- The following is an archived discussion of the DYK nomination of the article below. Please do not modify this page. Subsequent comments should be made on the appropriate discussion page (such as this nomination's talk page, the article's talk page or Wikipedia talk:Did you know), unless there is consensus to re-open the discussion at this page. No further edits should be made to this page.
The result was: promoted by Allen3 talk 13:07, 19 April 2014 (UTC)
Jesus Christ is Risen Today
Created by The C of E (talk). Self nominated at 13:08, 19 March 2014 (UTC).
- hymn is good for Easter, but I don't understand the "?" in the middle of the hook, nor is it supported by an inline citation. Please put the hymn title in quotation marks. --Gerda Arendt (talk) 16:49, 4 April 2014 (UTC)
- I was trying to quote the first line of the hymn but I guess that might be confusing. I am OK with dropping Alleluia from the end. The hook is sourced because as an Easter hymn intended to be played on Easter, which commemorates the resurrection of Christ, it would be correct and is sourced as such. The C of E God Save the Queen! (talk) 21:57, 4 April 2014 (UTC)
- I think we have a misunderstanding, I missed a source for that "?" which reads as if the rising was doubted. I also meant the quotation marks for the article. If we want the hook quirky, they spoil the fun ;) - Please don't tweak hooks, because it makes a discussion hard to follow for others. Shortened version would be:
ALT1: ... that Jesus Christ is Risen Today?
- Please help us to links to the Bible verses mentioned in the lead (examples in BWV 172), and I would like to see them with explanation in the body, with a source. The last reference mentions two hymns with the same first line that should not be confused. How should that be understood - and show in the article? - Please also format the text as in other articles with poems. Do we have it in Latin also? --Gerda Arendt (talk) 22:23, 4 April 2014 (UTC)

GIVEN ENTRIES:

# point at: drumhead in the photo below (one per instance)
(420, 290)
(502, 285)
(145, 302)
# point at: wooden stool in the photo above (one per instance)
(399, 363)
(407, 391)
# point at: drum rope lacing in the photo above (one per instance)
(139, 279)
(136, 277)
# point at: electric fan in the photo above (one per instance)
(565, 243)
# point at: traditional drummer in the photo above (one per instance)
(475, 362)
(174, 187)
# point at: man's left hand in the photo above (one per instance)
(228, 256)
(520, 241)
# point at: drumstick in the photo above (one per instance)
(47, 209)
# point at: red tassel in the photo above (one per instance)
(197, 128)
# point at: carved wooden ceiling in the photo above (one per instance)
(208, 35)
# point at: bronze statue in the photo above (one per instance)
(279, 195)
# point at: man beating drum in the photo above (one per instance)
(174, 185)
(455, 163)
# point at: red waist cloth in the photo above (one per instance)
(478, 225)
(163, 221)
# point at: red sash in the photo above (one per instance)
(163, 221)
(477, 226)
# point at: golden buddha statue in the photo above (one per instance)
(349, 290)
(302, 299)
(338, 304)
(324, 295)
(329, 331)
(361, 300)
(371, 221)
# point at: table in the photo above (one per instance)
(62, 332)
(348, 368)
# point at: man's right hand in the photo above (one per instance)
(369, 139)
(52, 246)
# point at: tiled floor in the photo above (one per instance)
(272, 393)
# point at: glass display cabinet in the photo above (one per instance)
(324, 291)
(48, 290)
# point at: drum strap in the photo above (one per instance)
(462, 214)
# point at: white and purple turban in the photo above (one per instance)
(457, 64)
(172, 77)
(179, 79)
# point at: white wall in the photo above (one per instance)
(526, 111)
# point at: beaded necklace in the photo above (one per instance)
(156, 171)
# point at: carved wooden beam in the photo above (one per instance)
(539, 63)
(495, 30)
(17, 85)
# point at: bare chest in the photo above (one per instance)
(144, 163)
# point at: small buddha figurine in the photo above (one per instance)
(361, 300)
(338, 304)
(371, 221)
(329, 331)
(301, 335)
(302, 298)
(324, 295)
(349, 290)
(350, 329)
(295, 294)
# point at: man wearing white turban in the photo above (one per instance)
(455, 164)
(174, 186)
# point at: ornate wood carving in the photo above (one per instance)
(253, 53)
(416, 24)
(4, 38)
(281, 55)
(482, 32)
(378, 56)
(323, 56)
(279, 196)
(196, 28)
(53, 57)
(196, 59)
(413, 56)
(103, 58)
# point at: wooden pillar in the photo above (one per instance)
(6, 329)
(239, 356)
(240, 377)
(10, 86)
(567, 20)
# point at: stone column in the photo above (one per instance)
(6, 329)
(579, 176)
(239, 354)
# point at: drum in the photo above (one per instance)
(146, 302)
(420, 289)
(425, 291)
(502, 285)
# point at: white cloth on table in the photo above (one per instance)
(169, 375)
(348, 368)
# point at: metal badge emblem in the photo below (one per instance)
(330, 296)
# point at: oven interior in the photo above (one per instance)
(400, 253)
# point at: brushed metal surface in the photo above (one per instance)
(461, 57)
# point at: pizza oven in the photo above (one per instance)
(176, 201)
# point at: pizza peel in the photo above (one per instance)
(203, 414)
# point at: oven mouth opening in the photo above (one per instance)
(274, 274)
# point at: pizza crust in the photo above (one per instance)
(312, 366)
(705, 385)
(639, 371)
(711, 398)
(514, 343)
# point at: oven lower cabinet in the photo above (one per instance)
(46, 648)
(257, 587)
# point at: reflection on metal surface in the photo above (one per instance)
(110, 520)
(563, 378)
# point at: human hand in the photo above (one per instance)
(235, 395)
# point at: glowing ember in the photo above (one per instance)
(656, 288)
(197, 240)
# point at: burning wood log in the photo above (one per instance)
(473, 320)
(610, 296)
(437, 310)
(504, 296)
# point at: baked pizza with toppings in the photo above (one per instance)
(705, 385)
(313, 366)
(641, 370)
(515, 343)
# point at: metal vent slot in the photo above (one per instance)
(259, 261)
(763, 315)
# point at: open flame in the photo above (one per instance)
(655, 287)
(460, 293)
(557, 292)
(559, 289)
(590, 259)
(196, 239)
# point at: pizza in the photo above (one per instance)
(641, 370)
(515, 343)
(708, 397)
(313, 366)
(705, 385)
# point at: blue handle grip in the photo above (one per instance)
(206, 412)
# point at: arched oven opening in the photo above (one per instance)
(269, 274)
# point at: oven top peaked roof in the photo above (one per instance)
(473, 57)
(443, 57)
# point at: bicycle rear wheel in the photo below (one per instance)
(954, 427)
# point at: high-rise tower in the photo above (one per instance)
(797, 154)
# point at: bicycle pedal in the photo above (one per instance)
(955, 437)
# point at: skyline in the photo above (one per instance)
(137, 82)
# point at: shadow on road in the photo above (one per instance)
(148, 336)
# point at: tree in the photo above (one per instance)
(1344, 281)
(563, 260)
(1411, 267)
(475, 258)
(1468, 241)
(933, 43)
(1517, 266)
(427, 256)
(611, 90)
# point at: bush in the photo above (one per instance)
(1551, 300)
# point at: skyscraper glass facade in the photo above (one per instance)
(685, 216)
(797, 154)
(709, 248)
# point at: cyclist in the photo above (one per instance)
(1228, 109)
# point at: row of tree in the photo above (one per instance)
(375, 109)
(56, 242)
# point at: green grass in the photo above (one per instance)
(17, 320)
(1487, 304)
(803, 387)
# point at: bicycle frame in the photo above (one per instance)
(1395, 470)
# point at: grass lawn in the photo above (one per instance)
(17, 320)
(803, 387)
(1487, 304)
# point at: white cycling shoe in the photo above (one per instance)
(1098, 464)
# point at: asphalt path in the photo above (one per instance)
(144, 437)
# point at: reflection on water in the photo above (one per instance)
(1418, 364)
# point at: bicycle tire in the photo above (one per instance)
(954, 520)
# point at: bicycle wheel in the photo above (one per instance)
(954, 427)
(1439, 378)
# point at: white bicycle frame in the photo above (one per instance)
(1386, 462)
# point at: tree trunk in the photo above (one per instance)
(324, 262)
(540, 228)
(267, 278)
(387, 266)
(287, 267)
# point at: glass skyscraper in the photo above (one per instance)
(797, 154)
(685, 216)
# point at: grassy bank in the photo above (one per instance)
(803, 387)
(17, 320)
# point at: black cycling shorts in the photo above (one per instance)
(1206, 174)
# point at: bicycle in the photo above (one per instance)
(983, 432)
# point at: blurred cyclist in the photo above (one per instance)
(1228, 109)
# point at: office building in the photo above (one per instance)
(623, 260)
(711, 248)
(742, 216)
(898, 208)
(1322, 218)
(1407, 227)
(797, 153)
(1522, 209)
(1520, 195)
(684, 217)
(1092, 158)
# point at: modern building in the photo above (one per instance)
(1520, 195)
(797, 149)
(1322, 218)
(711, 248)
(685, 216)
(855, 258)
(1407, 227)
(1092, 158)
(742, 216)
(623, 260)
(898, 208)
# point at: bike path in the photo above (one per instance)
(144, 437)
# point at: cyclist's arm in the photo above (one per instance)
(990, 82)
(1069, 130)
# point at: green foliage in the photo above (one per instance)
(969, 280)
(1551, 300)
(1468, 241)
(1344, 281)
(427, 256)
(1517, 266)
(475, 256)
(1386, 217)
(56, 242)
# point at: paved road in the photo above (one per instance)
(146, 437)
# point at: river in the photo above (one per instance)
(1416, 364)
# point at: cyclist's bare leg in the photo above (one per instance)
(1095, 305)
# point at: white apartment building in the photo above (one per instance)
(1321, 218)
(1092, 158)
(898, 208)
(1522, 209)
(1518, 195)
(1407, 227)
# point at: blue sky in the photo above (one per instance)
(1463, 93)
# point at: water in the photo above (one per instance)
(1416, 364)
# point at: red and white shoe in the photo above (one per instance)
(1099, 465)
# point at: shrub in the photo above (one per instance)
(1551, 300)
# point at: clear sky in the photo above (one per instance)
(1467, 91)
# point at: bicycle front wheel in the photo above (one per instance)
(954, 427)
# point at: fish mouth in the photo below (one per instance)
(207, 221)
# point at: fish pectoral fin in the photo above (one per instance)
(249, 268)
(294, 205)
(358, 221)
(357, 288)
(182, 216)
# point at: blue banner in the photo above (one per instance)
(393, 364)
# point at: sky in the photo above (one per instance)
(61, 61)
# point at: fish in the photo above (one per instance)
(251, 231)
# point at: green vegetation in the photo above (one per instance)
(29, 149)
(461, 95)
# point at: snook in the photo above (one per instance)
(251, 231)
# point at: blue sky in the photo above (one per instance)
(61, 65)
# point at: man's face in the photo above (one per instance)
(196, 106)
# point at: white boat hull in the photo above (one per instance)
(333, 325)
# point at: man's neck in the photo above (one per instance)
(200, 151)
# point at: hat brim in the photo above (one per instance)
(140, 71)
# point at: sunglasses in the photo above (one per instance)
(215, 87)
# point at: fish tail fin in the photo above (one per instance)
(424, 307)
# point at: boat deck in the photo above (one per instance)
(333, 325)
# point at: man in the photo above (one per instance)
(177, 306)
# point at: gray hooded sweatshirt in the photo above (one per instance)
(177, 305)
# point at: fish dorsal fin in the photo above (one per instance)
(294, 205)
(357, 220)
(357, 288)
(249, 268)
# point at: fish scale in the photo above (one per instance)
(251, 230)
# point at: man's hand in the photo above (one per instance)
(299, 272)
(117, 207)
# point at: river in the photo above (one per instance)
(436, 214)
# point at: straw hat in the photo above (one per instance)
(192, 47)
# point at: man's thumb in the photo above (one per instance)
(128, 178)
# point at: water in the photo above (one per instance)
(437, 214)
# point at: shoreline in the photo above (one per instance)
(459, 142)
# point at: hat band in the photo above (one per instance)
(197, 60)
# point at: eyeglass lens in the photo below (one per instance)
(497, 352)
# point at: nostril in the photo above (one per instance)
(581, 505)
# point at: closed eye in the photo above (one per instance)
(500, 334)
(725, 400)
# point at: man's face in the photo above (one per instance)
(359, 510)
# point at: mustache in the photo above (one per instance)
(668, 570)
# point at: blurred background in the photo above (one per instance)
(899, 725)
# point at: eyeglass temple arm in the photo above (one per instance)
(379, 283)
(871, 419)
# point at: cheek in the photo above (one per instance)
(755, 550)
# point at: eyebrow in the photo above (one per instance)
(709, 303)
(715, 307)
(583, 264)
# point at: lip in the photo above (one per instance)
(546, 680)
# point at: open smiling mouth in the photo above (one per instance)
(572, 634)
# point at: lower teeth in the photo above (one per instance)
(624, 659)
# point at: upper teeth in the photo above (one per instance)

TASK REQUIREMENTS:
(1) Sum up the hymn nomination discussion in two sentences.
(2) Please carry on the hymn nomination discussion from its last comment.
The lines aren't needed for any of this.

EXERCISE RESULTS:
(1) The hymn nomination discussion is an archived DYK nomination for the article "Jesus Christ is Risen Today," which The C of E created and self-nominated and which Allen3 promoted on 19 April 2014. Gerda Arendt questioned the unsourced "?" in the hook, proposed a shortened ALT1 hook, and asked for Bible verse links with sourced explanation, poem-style formatting, and clarity about two hymns sharing the same first line.

(2)
- I've linked the verses. The last paragraph of History already explains the difference with the other hymn in that the two are set to different tunes. The C of E God Save the Queen! (talk) 22:30, 4 April 2014 (UTC)
- Can you say ""Jesus Christ is Risen Today" was first written in Latin", while "Jesus Christ is Risen Today" is obviously not Latin? --Gerda Arendt (talk) 22:51, 4 April 2014 (UTC)
- Please use the Wikisource for it, then we don't need the lyrics in the article at all, --Gerda Arendt (talk) 22:54, 4 April 2014 (UTC)
- Can the article cover the Latin also, with compositions such as this? --Gerda Arendt (talk) 22:59, 4 April 2014 (UTC)
- But the first two sentences do cover the Latin. The C of E God Save the Queen! (talk) 06:57, 5 April 2014 (UTC)
- By "cover" I mean: have a redirect, tell readers who look for it what they need to know, perhaps list compositions (the above is only an example). I suggest you have a subheader for the Latin, - the alternative is a separate article.
- I approve this as it is, anyway, offline source accepted AGF, --Gerda Arendt (talk) 07:26, 5 April 2014 (UTC)
- @The C of E and Gerda Arendt: I don't think that this is an acceptable hook. The wording of the hook is delivering an overt religious message, rather than stating a fact about the subject of the article. Sven Manguard Wha? 07:00, 9 April 2014 (UTC)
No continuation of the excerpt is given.